## begin

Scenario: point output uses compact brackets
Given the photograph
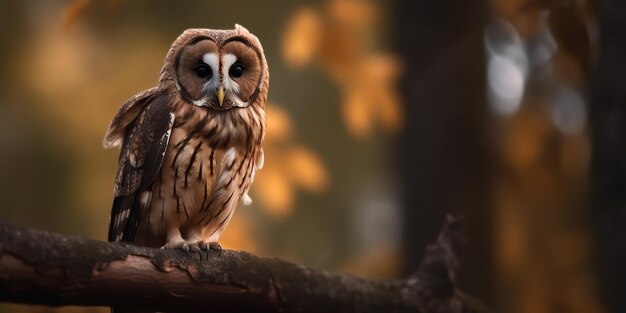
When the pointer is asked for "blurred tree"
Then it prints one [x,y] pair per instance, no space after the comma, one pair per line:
[608,125]
[444,155]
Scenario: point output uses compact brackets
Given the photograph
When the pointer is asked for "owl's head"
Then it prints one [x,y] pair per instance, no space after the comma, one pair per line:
[218,69]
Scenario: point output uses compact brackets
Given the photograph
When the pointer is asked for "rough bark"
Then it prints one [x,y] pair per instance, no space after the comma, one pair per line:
[39,267]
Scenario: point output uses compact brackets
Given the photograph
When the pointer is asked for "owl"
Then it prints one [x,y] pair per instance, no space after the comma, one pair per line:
[190,147]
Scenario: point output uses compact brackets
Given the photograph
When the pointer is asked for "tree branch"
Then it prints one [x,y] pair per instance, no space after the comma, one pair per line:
[39,267]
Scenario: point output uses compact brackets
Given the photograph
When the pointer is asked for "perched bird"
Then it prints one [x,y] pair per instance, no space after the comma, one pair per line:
[190,147]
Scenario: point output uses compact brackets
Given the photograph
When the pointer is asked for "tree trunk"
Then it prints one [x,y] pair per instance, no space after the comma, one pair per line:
[608,131]
[37,267]
[445,157]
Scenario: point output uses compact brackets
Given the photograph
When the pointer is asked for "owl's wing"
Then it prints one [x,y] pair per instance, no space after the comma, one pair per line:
[127,114]
[143,150]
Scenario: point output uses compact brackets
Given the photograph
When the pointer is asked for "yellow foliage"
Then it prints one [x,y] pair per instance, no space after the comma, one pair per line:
[339,37]
[288,166]
[302,37]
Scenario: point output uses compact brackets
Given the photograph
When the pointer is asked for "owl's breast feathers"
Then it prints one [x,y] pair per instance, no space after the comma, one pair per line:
[181,166]
[208,167]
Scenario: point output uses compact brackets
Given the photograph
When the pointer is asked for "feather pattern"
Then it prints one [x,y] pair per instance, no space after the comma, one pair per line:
[141,156]
[188,157]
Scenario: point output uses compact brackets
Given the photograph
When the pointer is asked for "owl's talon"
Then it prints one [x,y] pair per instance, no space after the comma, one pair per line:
[204,246]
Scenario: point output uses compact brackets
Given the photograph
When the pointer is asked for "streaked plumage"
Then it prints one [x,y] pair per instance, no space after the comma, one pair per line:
[191,145]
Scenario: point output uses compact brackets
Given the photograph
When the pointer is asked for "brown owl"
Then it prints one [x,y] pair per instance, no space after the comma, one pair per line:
[190,147]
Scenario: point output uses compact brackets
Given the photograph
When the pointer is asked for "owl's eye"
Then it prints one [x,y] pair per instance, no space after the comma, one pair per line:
[236,70]
[203,71]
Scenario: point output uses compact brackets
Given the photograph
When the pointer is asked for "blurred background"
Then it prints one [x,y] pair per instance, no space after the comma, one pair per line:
[384,116]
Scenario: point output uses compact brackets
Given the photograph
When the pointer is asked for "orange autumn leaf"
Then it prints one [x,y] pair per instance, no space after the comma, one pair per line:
[289,166]
[274,191]
[301,37]
[306,169]
[74,12]
[279,126]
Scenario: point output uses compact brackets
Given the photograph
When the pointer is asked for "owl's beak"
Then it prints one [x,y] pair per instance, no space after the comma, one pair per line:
[220,95]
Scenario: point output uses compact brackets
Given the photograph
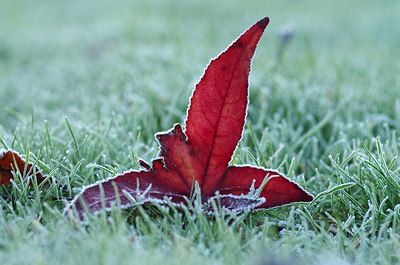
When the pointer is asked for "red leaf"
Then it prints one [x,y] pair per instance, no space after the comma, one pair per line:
[214,126]
[10,161]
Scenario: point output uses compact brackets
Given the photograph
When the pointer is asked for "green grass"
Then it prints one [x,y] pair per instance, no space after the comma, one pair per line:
[84,85]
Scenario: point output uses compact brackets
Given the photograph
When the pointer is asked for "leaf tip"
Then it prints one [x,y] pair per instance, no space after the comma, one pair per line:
[263,22]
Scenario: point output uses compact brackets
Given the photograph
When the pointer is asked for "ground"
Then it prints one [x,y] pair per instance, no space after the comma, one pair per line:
[85,85]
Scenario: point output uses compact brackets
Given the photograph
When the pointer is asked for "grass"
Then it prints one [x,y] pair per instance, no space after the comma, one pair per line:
[84,87]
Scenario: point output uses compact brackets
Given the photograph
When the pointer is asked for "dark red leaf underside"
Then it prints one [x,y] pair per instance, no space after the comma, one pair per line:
[214,126]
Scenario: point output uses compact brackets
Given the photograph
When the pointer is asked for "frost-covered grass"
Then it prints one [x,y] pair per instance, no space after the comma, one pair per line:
[84,85]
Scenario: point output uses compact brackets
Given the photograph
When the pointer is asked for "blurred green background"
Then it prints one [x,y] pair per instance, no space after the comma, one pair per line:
[82,59]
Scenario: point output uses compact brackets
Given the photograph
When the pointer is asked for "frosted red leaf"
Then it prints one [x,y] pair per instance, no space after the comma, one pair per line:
[201,153]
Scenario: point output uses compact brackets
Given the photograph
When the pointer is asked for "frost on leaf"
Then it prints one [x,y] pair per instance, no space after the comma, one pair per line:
[201,153]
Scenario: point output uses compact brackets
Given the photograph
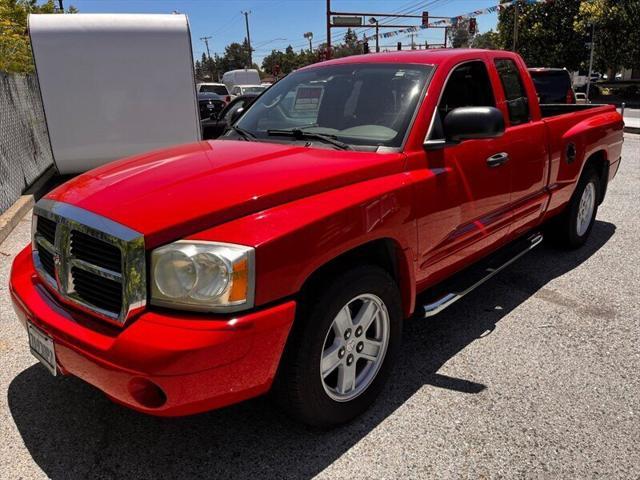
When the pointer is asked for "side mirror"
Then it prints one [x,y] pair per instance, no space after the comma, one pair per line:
[236,115]
[466,123]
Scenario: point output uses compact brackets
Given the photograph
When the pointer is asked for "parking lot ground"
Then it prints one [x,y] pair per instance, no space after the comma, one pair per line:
[534,375]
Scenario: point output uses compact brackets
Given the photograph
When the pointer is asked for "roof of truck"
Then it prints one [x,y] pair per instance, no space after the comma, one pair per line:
[431,56]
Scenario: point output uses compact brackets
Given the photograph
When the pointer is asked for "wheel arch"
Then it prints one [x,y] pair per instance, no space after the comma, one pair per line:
[599,162]
[385,252]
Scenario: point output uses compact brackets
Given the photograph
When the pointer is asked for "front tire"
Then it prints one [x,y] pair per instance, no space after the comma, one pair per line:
[342,348]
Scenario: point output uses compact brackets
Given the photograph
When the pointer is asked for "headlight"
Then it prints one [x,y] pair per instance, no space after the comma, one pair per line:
[203,276]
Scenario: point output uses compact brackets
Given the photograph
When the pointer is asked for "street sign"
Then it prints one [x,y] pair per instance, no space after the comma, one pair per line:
[350,21]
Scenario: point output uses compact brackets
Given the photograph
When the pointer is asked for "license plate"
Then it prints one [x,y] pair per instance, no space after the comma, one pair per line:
[42,347]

## end

**THE EXERCISE:** Return each line from the material above exactly, but not the pictures.

**WRITTEN SOLUTION:**
Scenario: point output uses compact brackets
Given the photograph
When the pointer is asked for "blurred tree"
Then it prints one [x,y] pair per instance, no space after the comma, one pair per line:
[608,125]
[444,155]
Scenario: point output uses compact brackets
Given the photograph
When the pointer is asked for "owl's head"
Then it prints one [x,y] pair per instance, no space after the comma, one pair per line:
[218,69]
Scenario: point output uses compact brackets
Given the photograph
When the pointer is asked for "rough bark"
Then it prints one [x,y] pair per instance, no space after the comma, one pair per line:
[39,267]
Scenario: point output uses compact brackets
Given the photograph
When the pointer is asked for "owl"
Then it prints one [x,y] pair per instance, no space after the comma, one pair per line:
[190,147]
Scenario: point output uses compact brackets
Given the photograph
When the pointer is asked for "tree branch"
Then it prints one [x,y] pair per instance, no space after the comma, one pair per line:
[39,267]
Scenario: point output uses compact brackets
Given the photograph
When the pointer is asked for "perched bird"
Then it prints one [x,y] pair per instance, no space after the comma, one pair per line:
[190,147]
Scenario: point output uses compact brackets
Given the photograph
When the pointer is asked for "tree trunk"
Then it prints one [x,y] pair per instance, no space after the comma, one pair per line:
[608,131]
[37,267]
[445,157]
Scenario: point output uses compact brackets
Given the photograph
When the pointer is asked for "owl's wing"
Then it prints one [x,y] pair per instance, no space after the comma, one pair per line:
[127,114]
[143,150]
Scenario: point output uses compact brackets
Given the photograph
When the pointer is asked for "yellow foliage"
Then it prints one [x,y] pair per instance, no space after the comma, one pair per line:
[339,37]
[288,166]
[302,37]
Scenario: point output uses compact brackets
Given the photograph
When the pointer is asked for "owl's breast feathers"
Then it prints one [x,y] pair per instance, no space after the comma, one pair per line:
[181,166]
[208,167]
Scenario: point output uses compact brackets
Given the photograph
When the pointer is asked for "feather pattern"
Then it prints one [x,y] pair per instance, no space after the comma, one pair per line:
[141,156]
[188,157]
Scenario: point output uses compact brackets
Given the photograph
When the pointer is asked for "owl's talon"
Then it prints one [x,y] pair per instance, no space after the comma, one pair per line:
[204,246]
Scenario: point output uses compact brackets
Given the photograph
When the pointer is asked for "streaked plumage"
Then it prints one [x,y] pair per instance, no space after the comma, one pair per line:
[191,145]
Scenario: point output uses compact brackets
Given the photograph
When the pointer is asked for "brown owl"
Then it prints one [x,y] pair per instance, no space after the comma, one pair per line:
[190,147]
Scenario: point output uses compact brackets
Given the photograph
When the pointer is asked for "owl's eye"
Then it prints one [x,y] pair per instance, no space after the comma, one pair per line:
[236,70]
[203,71]
Scenario: point output uses compact brackets
Given the photograph
When the pointer is asked for "blurred background"
Then it prints one [x,y] pair per instance, no space after the comma, one pair per line:
[384,116]
Scenario: point output uses compact brackets
Given the photograph
When the pointer is asked for "orange autumn leaf"
Then it prints one [x,y] pair per instance, no space after the comma, one pair per line:
[289,166]
[274,191]
[301,37]
[306,169]
[74,12]
[279,126]
Scenario: point output uses compact brackets
Given the photograph
When the pointer is asked for "owl's beak"
Then it prints one [x,y] pair per instance, no space after the comma, one pair per line:
[220,95]
Scenario: point output uses compact brackets
Given the photograph
When the pointer is asked for "red leaf"
Then it prints one [x,y] pair per instance, no space after the comma, one pair per line:
[214,126]
[10,161]
Scenario: point output uses compact brackets
Given the photograph
When the pointer is asked for "green grass"
Then it prints one [x,y] pair per instance, no space after the comma, one pair per line:
[84,85]
Scenario: point output uses compact brackets
Given the photograph
When the pointer is asked for "leaf tip"
Then it prints one [x,y] pair per instance, no space after the comma, one pair per line:
[263,22]
Scenario: point output uses compact brackets
Given the photograph
When the pointer is asked for "ground"
Then it prints one [x,y] pair per instance, no space after the comma, one pair per line:
[85,85]
Scenario: point output uses compact brackets
Given the photograph
When the pointer is asked for "grass"
Then it prints one [x,y] pair per instance, no space after the comma, one pair per line:
[84,87]
Scenario: point output uses compact brackets
Given the photograph
When the pointer is asked for "dark red leaf underside"
Then it prints one [x,y] pair per instance, no space after the comma, one pair per line:
[214,126]
Scenario: point output uses compact brackets
Given the photograph
When the pointer is asked for "frost-covered grass"
Then it prints one [x,y] pair per instance, no space after the comma, one pair per line:
[84,85]
Scenario: point output uses compact brackets
Given the photograph
When the pointer is asked for "blurred green background"
Then it prints one [x,y] pair per instance, no space after the comma, one pair per line:
[82,59]
Scenario: point output uses compact brackets
Given the photograph
When the pointer is asked for "frosted red leaf"
Then it prints one [x,y] pair per instance, no space after the comma, one pair per line:
[201,153]
Scenario: point output uses compact brackets
Given the photograph
When the pointer is asked for "frost on leaf"
Then it prints one [x,y] pair per instance, no space after the comma, one pair per line:
[201,153]
Scenario: point output uses compact brackets
Given the photograph
When the pointer is asked for "side mirror"
Then it prints one [x,y] pair per instance, no space after the comma, one pair per line:
[236,115]
[466,123]
Scenario: point output uses compact brackets
Given the photograph
When the pointer is asked for "parking lot ground"
Then it prints one [x,y] pair per instance, no space after the comma, one pair per line:
[534,375]
Scenario: point output uses compact brackets
Given the photograph
When the pointer is asked for "roof of truck"
Then it prints one [x,y] pair per instance, no space after the comma, one pair per line:
[431,56]
Scenario: point output uses compact brackets
Given the photograph
When the pointer is asked for "wheel arch"
Then it prints one [x,y] pair per instance, no space after the comma, one pair per line:
[599,162]
[385,252]
Scenario: point output uses compact brackets
Given the photograph
When the pointer is asked for "front tire"
Then it prints one [x,y] pair per instance, no space after the comma, one pair per line:
[342,348]
Scenario: point output uses compact brackets
Given the photograph
When the pointer is asked for "headlight"
Then it prints one [x,y] pair per instance, no space after the comma, one pair per line:
[203,276]
Scenario: point output uses compact brackets
Given the photograph
When the pointer is asked for "street sign"
Then it prints one [x,y] pair per instance, no space after the comma, one pair per line:
[350,21]
Scenario: point output uses compact brackets
Given the photograph
When the pointer is asked for "license plate"
Then it prints one [x,y] pair per instance, no space after the comma, one pair per line:
[42,347]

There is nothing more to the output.